**Exercise 1**
Output the passage of the forum thread between "Health Canada acknowledged" and "next little while.", inclusive, reproducing it word for word.
**Exercise 2**
According to the forum thread, when did Health Canada acknowledge that the virus is airborne?
**Exercise 3**
In one to three sentences, explain why Wardo uses N95 masks, as the forum thread states.

Coming back to this forum and having others to talk to about guitars has given each of us an outlet to ask questions and get opinions about guitar stuff, which I seek out of respect and kindness, as I am sure everyone else here does too.

As for global pandemic health crises, I deal with it by trying to keep a sense of humour.

I blame the Irish in me.


----------



## markxander (Oct 24, 2009)

mawmow said:


> the Jews published that a dose of vaccine and COVID disease, whichever comes first, protects for as long as eight months.


....typo I hope?


----------



## Rollin Hand (Jul 12, 2012)

What a lot of people seem to miss is that wearing a mask other than N95 only means you're not exhaling your dirty, filthy droplets on others. It's basically being courteous to those around you, and helping them to not get sick -- you know, being _nice_. 

I am always in awe of those who don't seem to give a damn about anyone but themselves and their short-term wants.


----------



## markxander (Oct 24, 2009)

Rollin Hand said:


> What a lot of people seem to miss is that wearing a mask other than N95 only means you're not exhaling your dirty, filthy droplets on others. It's basically being courteous to those around you, and helping them to not get sick -- you know, being _nice_.
> 
> I am always in awe of those who don't seem to give a damn about anyone but themselves and their short-term wants.


them and the 17% of the province that voted for doug ford


----------



## Okay Player (May 24, 2020)

Rollin Hand said:


> What a lot of people seem to miss is that wearing a mask other than N95 only means you're not exhaling your dirty, filthy droplets on others. It's basically being courteous to those around you, and helping them to not get sick -- you know, being _nice_.
> 
> I am always in awe of those who don't seem to give a damn about anyone but themselves and their short-term wants.


Health Canada acknowledged that the droplet theory was incorrect and that's it's airborne in September of 2020. That's also when they started recommending N95 masks


----------



## Grab n Go (May 1, 2013)

I caught it when I went to see an indoor gig at a club. Luckily, the rest of my family was spared. First show in years and I was masked up too. I'll admit, it's made me think twice about attending live shows for the next little while.

In general, I mask up indoors in public spaces. I might be in the minority right now, but I'm okay with that.

The prospect of long covid is enough to give me pause. The things that I enjoy most: I want them to continue uninterrupted. If I have to take a few precautions, so be it. Of course there are never any guarantees, but that's life.


----------



## Wardo (Feb 5, 2010)

I use the N95s because if I'm gonna put up with wearing one might as well be the best I can get; the cloth masks are just whistling past the grave yard not likely to do anything.

I think I'm stating the obvious but it seems that the 19 hits some people much harder than others and it doesn't come down to being young and fit as a protection although I can understand why that might be an appealing concept for some. My business partner, her husband got it and he's mid 40s, has a business where he renos homes so he's fit but the 19 floored him. An 80 year old I know got it and he was OK in a few days. Woman who rents an office from us she got long covid and still ain't better after a year. Pretty sure I had it in Jan 2020 knocked me on my ass for 2 weeks but no long term issues. 

I'm pissed at the whole fuckin thing and god damn the gain of function bastards that let this loose on the world but it's not about living in fear just that I'm gonna do what I can to minimize risk. I have a business to run and I got no health benefits so if get sick I'm fucked.

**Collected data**
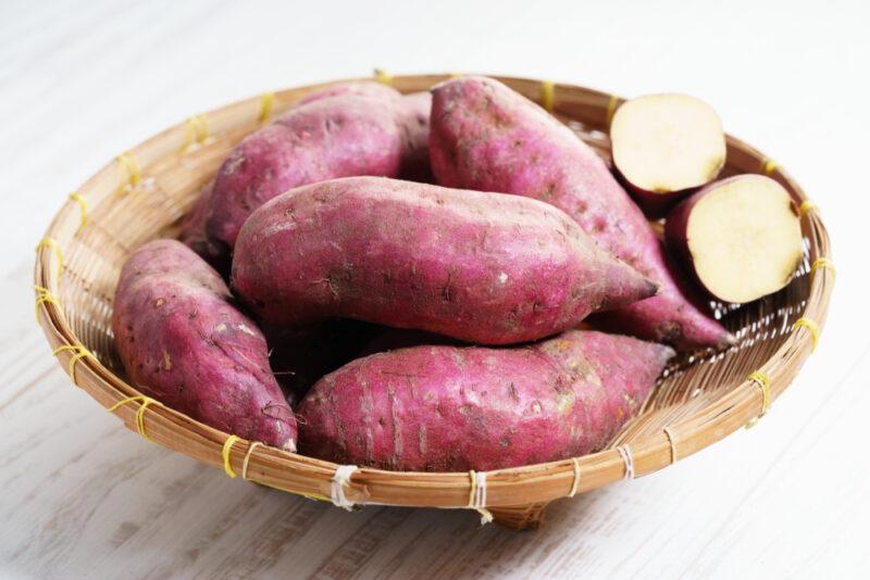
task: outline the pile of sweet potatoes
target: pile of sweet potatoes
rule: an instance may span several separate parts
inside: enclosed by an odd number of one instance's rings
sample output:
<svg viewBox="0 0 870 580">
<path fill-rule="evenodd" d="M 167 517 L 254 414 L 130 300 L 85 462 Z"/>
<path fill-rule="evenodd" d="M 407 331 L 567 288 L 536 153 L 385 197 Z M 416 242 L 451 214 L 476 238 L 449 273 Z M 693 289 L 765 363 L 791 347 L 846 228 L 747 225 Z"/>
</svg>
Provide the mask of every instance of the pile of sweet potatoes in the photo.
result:
<svg viewBox="0 0 870 580">
<path fill-rule="evenodd" d="M 737 292 L 716 237 L 693 234 L 765 190 L 793 236 L 779 192 L 751 179 L 673 210 L 668 253 L 632 196 L 660 212 L 695 192 L 724 136 L 697 102 L 650 102 L 626 105 L 611 172 L 494 79 L 309 94 L 228 154 L 187 247 L 153 241 L 125 264 L 113 327 L 129 377 L 212 427 L 344 464 L 488 470 L 604 447 L 673 349 L 733 343 L 705 290 L 751 299 L 794 269 L 790 238 L 766 254 L 775 279 Z M 680 142 L 656 115 L 707 133 Z M 656 138 L 694 153 L 661 171 Z M 717 236 L 745 231 L 745 213 Z"/>
</svg>

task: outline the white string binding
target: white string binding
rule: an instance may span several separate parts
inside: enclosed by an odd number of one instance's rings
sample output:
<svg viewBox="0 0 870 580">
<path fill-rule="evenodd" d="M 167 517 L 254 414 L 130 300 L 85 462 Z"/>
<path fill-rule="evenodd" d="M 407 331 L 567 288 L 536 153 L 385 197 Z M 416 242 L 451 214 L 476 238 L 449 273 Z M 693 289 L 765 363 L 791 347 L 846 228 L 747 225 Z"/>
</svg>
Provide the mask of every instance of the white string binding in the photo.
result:
<svg viewBox="0 0 870 580">
<path fill-rule="evenodd" d="M 620 445 L 617 451 L 625 463 L 625 476 L 622 479 L 634 479 L 634 457 L 632 457 L 631 447 L 629 445 Z"/>
<path fill-rule="evenodd" d="M 480 474 L 473 469 L 469 471 L 471 478 L 471 497 L 469 497 L 469 507 L 476 509 L 481 515 L 481 526 L 493 521 L 493 514 L 486 509 L 486 471 Z"/>
<path fill-rule="evenodd" d="M 664 434 L 668 437 L 668 444 L 671 447 L 671 465 L 675 464 L 678 461 L 676 457 L 676 442 L 674 441 L 673 433 L 671 432 L 670 427 L 666 427 L 663 429 Z"/>
<path fill-rule="evenodd" d="M 333 504 L 337 507 L 344 507 L 348 512 L 353 508 L 353 502 L 345 495 L 345 486 L 350 483 L 350 477 L 357 470 L 356 465 L 339 465 L 333 475 L 333 483 L 330 489 Z"/>
<path fill-rule="evenodd" d="M 568 494 L 569 497 L 576 495 L 577 488 L 580 488 L 580 459 L 574 457 L 572 463 L 574 464 L 574 482 L 571 483 L 571 493 Z"/>
</svg>

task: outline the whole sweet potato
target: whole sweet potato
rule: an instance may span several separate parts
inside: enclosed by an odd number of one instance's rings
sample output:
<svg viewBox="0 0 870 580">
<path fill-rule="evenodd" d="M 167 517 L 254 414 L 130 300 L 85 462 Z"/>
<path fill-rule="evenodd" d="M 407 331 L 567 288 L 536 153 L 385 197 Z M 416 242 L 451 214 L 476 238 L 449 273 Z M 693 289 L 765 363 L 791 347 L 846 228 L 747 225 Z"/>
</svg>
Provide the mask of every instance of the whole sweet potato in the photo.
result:
<svg viewBox="0 0 870 580">
<path fill-rule="evenodd" d="M 375 337 L 387 330 L 370 323 L 336 319 L 276 332 L 266 337 L 269 363 L 287 399 L 297 402 L 321 377 L 361 356 Z"/>
<path fill-rule="evenodd" d="M 462 77 L 433 89 L 431 123 L 438 184 L 551 203 L 602 248 L 661 285 L 654 298 L 597 315 L 598 326 L 679 349 L 733 341 L 706 314 L 604 161 L 543 109 L 494 79 Z"/>
<path fill-rule="evenodd" d="M 142 392 L 215 429 L 294 451 L 296 418 L 253 321 L 189 248 L 157 240 L 124 264 L 112 328 Z"/>
<path fill-rule="evenodd" d="M 399 102 L 399 126 L 402 129 L 401 169 L 399 177 L 410 181 L 432 182 L 428 161 L 428 114 L 432 94 L 412 92 Z"/>
<path fill-rule="evenodd" d="M 246 137 L 217 171 L 206 230 L 225 253 L 251 212 L 288 189 L 351 175 L 399 175 L 397 91 L 371 87 L 308 99 Z"/>
<path fill-rule="evenodd" d="M 604 447 L 673 351 L 572 330 L 520 348 L 414 346 L 353 361 L 298 408 L 299 449 L 341 464 L 492 470 Z"/>
<path fill-rule="evenodd" d="M 257 210 L 232 279 L 270 328 L 344 317 L 483 344 L 536 340 L 657 290 L 551 205 L 378 177 Z"/>
</svg>

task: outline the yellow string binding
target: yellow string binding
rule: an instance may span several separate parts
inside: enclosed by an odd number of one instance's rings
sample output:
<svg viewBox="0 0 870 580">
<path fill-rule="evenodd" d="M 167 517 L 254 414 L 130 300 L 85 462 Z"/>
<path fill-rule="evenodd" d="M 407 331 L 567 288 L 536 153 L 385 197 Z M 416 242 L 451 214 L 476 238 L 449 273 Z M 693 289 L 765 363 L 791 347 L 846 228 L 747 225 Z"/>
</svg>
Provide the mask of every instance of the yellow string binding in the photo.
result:
<svg viewBox="0 0 870 580">
<path fill-rule="evenodd" d="M 547 113 L 552 113 L 552 102 L 556 98 L 556 85 L 554 85 L 552 80 L 542 80 L 540 81 L 540 106 L 543 106 Z"/>
<path fill-rule="evenodd" d="M 821 330 L 819 329 L 819 325 L 816 324 L 816 320 L 811 320 L 809 318 L 798 318 L 795 320 L 795 324 L 792 325 L 792 330 L 797 330 L 800 327 L 806 328 L 812 335 L 812 349 L 810 352 L 816 350 L 816 346 L 819 344 L 819 335 Z"/>
<path fill-rule="evenodd" d="M 70 357 L 70 378 L 73 382 L 75 382 L 75 364 L 80 361 L 82 358 L 88 357 L 91 358 L 94 362 L 99 363 L 100 361 L 94 355 L 92 352 L 87 350 L 84 344 L 63 344 L 58 346 L 53 351 L 51 351 L 52 356 L 58 356 L 63 351 L 72 351 L 73 356 Z M 77 382 L 75 382 L 78 384 Z"/>
<path fill-rule="evenodd" d="M 757 417 L 754 417 L 748 424 L 746 424 L 746 428 L 748 429 L 755 427 L 758 420 L 768 414 L 768 409 L 770 408 L 770 377 L 767 373 L 756 370 L 755 373 L 750 373 L 746 378 L 758 384 L 758 387 L 761 389 L 761 412 Z"/>
<path fill-rule="evenodd" d="M 275 93 L 268 90 L 260 97 L 260 116 L 257 121 L 265 123 L 272 116 L 272 109 L 275 106 Z"/>
<path fill-rule="evenodd" d="M 256 450 L 259 445 L 262 445 L 259 441 L 251 441 L 251 444 L 248 445 L 248 452 L 245 454 L 245 461 L 241 462 L 241 479 L 248 479 L 248 463 L 251 461 L 251 455 L 253 454 L 253 450 Z"/>
<path fill-rule="evenodd" d="M 226 441 L 224 441 L 224 446 L 221 450 L 221 457 L 224 459 L 224 471 L 226 471 L 226 475 L 234 479 L 236 477 L 236 472 L 233 470 L 233 466 L 229 465 L 229 452 L 233 450 L 233 444 L 239 439 L 241 438 L 238 436 L 227 437 Z"/>
<path fill-rule="evenodd" d="M 39 253 L 41 248 L 51 248 L 54 250 L 54 257 L 58 259 L 58 282 L 60 282 L 61 275 L 63 274 L 63 252 L 61 252 L 61 245 L 53 238 L 42 238 L 39 240 L 39 243 L 36 244 L 36 252 Z"/>
<path fill-rule="evenodd" d="M 39 305 L 40 304 L 54 304 L 59 310 L 61 307 L 61 302 L 58 300 L 58 297 L 52 294 L 48 288 L 44 288 L 41 286 L 34 286 L 34 290 L 36 290 L 36 323 L 38 325 L 42 325 L 42 320 L 39 318 Z"/>
<path fill-rule="evenodd" d="M 761 160 L 761 171 L 767 177 L 773 175 L 773 172 L 775 172 L 779 167 L 780 166 L 772 159 Z"/>
<path fill-rule="evenodd" d="M 188 151 L 194 144 L 202 144 L 209 139 L 209 118 L 206 115 L 191 115 L 185 124 L 187 138 L 181 152 Z"/>
<path fill-rule="evenodd" d="M 88 202 L 85 201 L 85 198 L 83 198 L 78 191 L 73 191 L 70 193 L 70 201 L 74 201 L 78 204 L 78 229 L 82 229 L 85 227 L 85 224 L 88 223 Z"/>
<path fill-rule="evenodd" d="M 828 268 L 831 270 L 831 276 L 836 278 L 836 268 L 834 267 L 834 263 L 828 260 L 826 257 L 820 257 L 816 262 L 812 263 L 812 266 L 809 268 L 809 275 L 813 276 L 816 270 L 819 268 Z"/>
<path fill-rule="evenodd" d="M 142 178 L 139 171 L 139 164 L 136 163 L 136 157 L 133 153 L 126 152 L 115 157 L 115 161 L 121 165 L 121 171 L 124 174 L 123 184 L 117 188 L 119 193 L 127 193 L 130 189 L 136 187 Z"/>
<path fill-rule="evenodd" d="M 128 396 L 126 399 L 122 399 L 111 407 L 107 408 L 108 413 L 113 413 L 115 409 L 121 407 L 122 405 L 126 405 L 127 403 L 139 403 L 139 409 L 136 412 L 136 431 L 144 438 L 150 442 L 154 442 L 153 439 L 148 437 L 148 433 L 145 432 L 145 409 L 148 408 L 148 405 L 158 404 L 160 405 L 160 401 L 154 401 L 150 396 L 145 396 L 144 394 L 137 394 L 136 396 Z"/>
<path fill-rule="evenodd" d="M 812 203 L 809 200 L 805 200 L 800 204 L 800 217 L 804 217 L 805 215 L 807 215 L 808 212 L 810 212 L 812 210 L 818 210 L 818 209 L 819 209 L 818 205 L 816 205 L 815 203 Z"/>
<path fill-rule="evenodd" d="M 378 83 L 383 83 L 384 85 L 387 85 L 387 86 L 393 85 L 393 75 L 390 75 L 389 73 L 387 73 L 386 71 L 383 71 L 381 68 L 375 68 L 374 70 L 374 78 Z"/>
<path fill-rule="evenodd" d="M 613 114 L 617 112 L 617 106 L 619 105 L 619 97 L 616 94 L 610 96 L 610 100 L 607 101 L 607 117 L 606 123 L 610 126 L 610 122 L 613 121 Z"/>
</svg>

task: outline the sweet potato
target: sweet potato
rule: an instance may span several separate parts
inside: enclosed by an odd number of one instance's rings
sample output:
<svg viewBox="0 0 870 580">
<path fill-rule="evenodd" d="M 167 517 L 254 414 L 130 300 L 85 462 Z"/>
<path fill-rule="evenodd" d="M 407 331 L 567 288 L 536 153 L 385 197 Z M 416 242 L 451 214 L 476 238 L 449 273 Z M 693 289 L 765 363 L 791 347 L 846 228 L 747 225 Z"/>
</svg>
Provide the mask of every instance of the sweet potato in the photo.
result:
<svg viewBox="0 0 870 580">
<path fill-rule="evenodd" d="M 669 263 L 604 161 L 543 109 L 496 80 L 462 77 L 433 89 L 431 124 L 438 184 L 551 203 L 602 248 L 661 285 L 655 298 L 596 315 L 596 324 L 684 350 L 733 341 Z"/>
<path fill-rule="evenodd" d="M 412 92 L 399 103 L 399 126 L 402 129 L 401 169 L 399 177 L 410 181 L 431 184 L 432 166 L 428 162 L 428 113 L 432 94 Z"/>
<path fill-rule="evenodd" d="M 388 330 L 359 320 L 326 320 L 300 331 L 266 336 L 269 363 L 288 401 L 298 402 L 321 377 L 369 354 L 369 345 Z"/>
<path fill-rule="evenodd" d="M 763 175 L 710 184 L 671 211 L 664 234 L 698 283 L 723 302 L 785 288 L 804 259 L 800 212 Z"/>
<path fill-rule="evenodd" d="M 270 328 L 344 317 L 482 344 L 536 340 L 657 290 L 551 205 L 378 177 L 257 210 L 232 279 Z"/>
<path fill-rule="evenodd" d="M 365 87 L 309 96 L 246 137 L 215 176 L 209 239 L 228 253 L 251 212 L 288 189 L 351 175 L 398 176 L 400 96 L 388 87 Z"/>
<path fill-rule="evenodd" d="M 269 367 L 262 332 L 189 248 L 157 240 L 133 252 L 112 328 L 144 393 L 215 429 L 295 450 L 296 418 Z"/>
<path fill-rule="evenodd" d="M 571 330 L 527 346 L 414 346 L 357 360 L 299 405 L 299 449 L 341 464 L 492 470 L 604 447 L 673 351 Z"/>
<path fill-rule="evenodd" d="M 725 134 L 712 106 L 687 94 L 647 94 L 623 103 L 610 123 L 620 180 L 637 204 L 662 217 L 725 165 Z"/>
</svg>

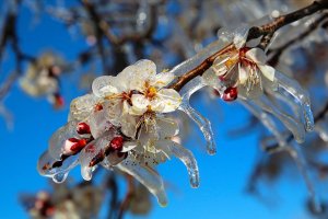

**Exercise response 1**
Health Canada acknowledged that the droplet theory was incorrect and that's it's airborne in September of 2020. That's also when they started recommending N95 masks


----------



## Grab n Go (May 1, 2013)

I caught it when I went to see an indoor gig at a club. Luckily, the rest of my family was spared. First show in years and I was masked up too. I'll admit, it's made me think twice about attending live shows for the next little while.

**Exercise response 2**
In September 2020.

**Exercise response 3**
Wardo reasons that if a mask has to be worn at all, it might as well be the best one available. Cloth masks, by comparison, are seen as not likely to do anything.